> **DIRECTIONS**: Copy out the listing below from the line that has "of the wood" through its final line, requests included. Shift every coordinate value in the answers up by 84.

> **Records**:
'''
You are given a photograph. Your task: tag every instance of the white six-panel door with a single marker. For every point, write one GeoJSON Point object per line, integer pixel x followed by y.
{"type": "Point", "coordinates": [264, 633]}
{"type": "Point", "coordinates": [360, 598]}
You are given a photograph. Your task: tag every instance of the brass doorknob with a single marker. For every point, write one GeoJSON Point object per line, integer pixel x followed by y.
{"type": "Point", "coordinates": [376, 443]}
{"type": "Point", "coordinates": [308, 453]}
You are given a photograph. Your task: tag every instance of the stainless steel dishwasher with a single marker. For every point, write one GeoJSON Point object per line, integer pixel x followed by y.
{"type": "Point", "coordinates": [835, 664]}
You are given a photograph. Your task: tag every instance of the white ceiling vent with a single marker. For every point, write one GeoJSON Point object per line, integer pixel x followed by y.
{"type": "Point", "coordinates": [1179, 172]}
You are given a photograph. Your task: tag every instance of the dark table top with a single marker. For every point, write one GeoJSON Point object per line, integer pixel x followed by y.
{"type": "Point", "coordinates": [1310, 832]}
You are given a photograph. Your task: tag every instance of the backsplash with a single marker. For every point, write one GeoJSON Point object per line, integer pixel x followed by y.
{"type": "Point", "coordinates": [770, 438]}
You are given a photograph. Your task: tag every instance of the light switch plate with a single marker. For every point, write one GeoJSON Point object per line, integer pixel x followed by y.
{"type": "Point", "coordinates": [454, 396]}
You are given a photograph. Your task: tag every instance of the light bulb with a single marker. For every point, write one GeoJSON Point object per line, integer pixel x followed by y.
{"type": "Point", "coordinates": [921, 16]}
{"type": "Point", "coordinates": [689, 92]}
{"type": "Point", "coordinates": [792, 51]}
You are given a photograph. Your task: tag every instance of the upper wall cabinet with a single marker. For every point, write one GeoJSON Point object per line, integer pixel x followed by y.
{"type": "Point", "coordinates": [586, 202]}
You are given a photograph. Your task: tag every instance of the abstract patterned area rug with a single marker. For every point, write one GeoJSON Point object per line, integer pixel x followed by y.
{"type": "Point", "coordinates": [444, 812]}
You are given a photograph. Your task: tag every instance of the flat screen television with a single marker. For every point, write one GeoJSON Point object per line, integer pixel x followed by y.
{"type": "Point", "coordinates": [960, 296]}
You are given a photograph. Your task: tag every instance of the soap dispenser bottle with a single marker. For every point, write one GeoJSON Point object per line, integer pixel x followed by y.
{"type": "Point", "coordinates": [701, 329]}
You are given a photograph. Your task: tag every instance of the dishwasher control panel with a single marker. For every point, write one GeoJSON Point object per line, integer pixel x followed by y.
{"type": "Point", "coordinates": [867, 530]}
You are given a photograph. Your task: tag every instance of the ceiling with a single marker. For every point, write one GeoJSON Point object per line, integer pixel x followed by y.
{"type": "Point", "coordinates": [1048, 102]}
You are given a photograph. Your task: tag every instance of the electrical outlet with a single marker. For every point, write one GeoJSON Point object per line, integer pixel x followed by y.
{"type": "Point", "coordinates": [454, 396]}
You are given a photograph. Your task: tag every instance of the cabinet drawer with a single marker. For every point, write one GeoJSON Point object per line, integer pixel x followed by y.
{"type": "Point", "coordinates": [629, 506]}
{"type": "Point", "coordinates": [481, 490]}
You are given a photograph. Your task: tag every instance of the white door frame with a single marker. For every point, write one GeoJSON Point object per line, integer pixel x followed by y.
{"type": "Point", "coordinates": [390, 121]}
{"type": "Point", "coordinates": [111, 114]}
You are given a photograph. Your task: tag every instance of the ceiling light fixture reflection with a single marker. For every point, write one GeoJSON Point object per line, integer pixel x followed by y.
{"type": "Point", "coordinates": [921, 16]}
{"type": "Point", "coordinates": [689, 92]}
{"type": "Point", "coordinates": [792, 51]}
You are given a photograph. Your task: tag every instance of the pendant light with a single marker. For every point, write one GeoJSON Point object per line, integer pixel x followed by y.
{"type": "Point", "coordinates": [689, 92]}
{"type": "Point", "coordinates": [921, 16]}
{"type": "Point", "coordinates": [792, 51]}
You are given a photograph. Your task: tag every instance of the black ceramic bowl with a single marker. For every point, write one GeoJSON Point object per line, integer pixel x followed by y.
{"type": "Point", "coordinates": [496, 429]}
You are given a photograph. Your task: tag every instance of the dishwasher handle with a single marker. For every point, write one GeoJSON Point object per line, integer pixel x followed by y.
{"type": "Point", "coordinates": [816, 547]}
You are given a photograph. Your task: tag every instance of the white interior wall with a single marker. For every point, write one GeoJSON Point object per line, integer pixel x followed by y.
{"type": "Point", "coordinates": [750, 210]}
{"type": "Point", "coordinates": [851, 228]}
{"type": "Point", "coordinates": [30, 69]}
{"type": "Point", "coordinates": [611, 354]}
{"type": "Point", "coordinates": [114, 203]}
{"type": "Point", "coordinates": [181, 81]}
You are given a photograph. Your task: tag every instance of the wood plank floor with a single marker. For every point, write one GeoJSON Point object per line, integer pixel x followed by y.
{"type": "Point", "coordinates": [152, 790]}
'''
> **OUTPUT OF THE TASK**:
You are given a photograph. Your task: tag every instance of the wood plank floor with a single marker. For every point, write one GeoJSON Point object per line, integer pixel x followed by y.
{"type": "Point", "coordinates": [236, 874]}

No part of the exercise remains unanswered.